╭─ DATASET RECORDS
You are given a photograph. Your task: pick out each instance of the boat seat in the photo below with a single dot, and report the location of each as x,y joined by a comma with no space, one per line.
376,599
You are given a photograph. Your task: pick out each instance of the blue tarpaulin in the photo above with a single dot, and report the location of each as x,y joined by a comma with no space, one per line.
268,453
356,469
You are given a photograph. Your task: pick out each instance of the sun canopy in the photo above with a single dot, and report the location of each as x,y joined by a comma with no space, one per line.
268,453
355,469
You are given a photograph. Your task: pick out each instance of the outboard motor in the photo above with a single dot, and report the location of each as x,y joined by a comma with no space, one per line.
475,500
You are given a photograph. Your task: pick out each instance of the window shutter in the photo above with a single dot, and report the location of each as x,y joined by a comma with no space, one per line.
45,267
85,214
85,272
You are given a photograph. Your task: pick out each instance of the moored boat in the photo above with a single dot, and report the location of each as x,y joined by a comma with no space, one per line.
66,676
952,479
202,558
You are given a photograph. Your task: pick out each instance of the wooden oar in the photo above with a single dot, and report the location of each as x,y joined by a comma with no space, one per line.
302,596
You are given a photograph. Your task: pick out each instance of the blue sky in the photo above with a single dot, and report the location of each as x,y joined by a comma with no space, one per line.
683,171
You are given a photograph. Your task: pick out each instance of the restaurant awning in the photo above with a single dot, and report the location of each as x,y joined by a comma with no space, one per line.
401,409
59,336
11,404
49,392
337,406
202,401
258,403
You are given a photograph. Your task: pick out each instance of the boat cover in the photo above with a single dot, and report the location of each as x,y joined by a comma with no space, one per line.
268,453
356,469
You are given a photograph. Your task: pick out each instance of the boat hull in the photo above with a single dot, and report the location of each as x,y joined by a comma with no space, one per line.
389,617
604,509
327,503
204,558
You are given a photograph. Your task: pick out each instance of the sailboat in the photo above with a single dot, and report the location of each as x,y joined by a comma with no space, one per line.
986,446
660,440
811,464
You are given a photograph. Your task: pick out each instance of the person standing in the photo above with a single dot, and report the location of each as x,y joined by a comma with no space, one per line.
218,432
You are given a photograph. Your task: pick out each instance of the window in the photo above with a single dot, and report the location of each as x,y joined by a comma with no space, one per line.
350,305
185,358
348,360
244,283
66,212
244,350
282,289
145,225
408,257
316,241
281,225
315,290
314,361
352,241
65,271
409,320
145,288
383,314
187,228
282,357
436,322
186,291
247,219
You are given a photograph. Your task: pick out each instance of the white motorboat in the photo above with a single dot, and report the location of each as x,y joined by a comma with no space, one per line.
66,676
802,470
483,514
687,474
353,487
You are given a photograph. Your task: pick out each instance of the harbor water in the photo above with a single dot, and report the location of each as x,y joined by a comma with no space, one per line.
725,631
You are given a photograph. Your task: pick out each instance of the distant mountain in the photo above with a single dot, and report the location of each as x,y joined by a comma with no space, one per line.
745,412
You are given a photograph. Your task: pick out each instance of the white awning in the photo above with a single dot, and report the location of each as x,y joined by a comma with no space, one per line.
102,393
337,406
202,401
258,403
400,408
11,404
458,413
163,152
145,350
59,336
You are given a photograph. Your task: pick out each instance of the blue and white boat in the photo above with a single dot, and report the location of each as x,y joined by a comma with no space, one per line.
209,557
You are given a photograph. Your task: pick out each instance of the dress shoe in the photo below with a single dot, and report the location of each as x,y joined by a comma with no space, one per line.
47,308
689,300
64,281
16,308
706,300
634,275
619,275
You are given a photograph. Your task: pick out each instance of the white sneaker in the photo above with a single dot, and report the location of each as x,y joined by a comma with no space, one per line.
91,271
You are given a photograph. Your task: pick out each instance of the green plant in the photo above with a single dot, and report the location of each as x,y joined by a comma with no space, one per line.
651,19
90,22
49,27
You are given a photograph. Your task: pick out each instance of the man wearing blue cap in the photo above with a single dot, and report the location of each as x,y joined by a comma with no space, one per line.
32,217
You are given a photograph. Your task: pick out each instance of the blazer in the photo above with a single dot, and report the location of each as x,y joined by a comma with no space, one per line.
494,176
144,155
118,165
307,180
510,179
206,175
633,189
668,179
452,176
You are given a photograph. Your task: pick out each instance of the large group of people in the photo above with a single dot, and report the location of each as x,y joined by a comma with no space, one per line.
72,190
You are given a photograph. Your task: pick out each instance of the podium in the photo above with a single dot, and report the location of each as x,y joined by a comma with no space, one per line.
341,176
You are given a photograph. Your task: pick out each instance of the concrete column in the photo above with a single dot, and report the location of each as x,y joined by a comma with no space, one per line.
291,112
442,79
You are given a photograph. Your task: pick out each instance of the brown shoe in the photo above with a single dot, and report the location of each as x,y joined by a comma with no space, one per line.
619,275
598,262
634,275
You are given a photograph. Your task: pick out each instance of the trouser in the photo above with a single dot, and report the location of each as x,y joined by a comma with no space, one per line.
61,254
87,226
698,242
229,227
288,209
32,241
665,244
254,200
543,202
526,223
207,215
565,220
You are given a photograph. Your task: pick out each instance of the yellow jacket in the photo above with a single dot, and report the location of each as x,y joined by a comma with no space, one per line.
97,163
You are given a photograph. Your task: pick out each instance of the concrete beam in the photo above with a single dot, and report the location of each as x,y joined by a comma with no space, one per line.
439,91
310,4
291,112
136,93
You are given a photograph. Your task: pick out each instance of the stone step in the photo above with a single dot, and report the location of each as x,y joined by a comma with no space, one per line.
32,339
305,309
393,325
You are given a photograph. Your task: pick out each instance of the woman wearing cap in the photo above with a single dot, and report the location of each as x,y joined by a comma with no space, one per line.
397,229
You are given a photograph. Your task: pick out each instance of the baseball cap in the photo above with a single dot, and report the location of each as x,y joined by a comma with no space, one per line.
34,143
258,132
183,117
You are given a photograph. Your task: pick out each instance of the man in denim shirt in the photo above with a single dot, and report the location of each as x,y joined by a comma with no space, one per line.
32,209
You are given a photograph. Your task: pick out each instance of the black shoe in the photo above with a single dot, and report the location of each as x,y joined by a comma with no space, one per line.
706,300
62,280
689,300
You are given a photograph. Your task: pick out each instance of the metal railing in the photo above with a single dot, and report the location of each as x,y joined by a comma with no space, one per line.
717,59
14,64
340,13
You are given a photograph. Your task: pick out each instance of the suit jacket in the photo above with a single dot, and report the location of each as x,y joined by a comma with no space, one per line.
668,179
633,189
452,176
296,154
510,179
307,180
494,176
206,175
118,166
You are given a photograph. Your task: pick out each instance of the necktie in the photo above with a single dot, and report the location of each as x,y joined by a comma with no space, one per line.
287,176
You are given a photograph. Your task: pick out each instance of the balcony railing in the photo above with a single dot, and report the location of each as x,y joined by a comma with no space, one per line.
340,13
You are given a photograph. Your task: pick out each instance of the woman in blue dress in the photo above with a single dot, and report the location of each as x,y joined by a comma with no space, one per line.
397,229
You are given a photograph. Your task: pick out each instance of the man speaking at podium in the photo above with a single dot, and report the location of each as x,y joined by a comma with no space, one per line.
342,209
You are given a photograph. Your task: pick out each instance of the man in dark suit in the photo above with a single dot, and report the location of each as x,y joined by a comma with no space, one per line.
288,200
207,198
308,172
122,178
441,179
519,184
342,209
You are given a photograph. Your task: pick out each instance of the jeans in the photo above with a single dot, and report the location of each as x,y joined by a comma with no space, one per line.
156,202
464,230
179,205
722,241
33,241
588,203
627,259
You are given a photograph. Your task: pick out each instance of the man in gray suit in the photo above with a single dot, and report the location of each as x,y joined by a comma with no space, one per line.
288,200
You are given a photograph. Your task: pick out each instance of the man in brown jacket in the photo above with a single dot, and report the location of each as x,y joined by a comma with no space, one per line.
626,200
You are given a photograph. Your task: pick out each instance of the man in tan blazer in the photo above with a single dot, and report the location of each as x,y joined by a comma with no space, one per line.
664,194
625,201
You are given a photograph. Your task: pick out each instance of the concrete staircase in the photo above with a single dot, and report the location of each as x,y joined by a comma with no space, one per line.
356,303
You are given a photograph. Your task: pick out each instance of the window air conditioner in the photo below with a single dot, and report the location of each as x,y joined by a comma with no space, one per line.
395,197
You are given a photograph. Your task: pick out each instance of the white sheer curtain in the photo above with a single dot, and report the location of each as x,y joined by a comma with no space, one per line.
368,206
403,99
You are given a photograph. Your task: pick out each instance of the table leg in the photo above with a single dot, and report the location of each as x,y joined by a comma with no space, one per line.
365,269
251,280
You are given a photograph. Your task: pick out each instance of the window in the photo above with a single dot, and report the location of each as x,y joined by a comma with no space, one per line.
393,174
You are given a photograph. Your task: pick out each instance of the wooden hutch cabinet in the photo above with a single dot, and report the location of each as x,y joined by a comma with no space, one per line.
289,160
╰─
* WHAT TO PRODUCE:
Convert the records above, from the line containing "the wooden hutch" through the last line of the records, into a JSON list of strings. Use one string per line and omit blank lines.

* ANSWER TO THE EXERCISE:
[
  "You are given a photograph. Your task: pick out each instance of the wooden hutch cabinet in the photo above with a single dot, and report the location of each as x,y joined by a comma with no space, one per line.",
  "289,160"
]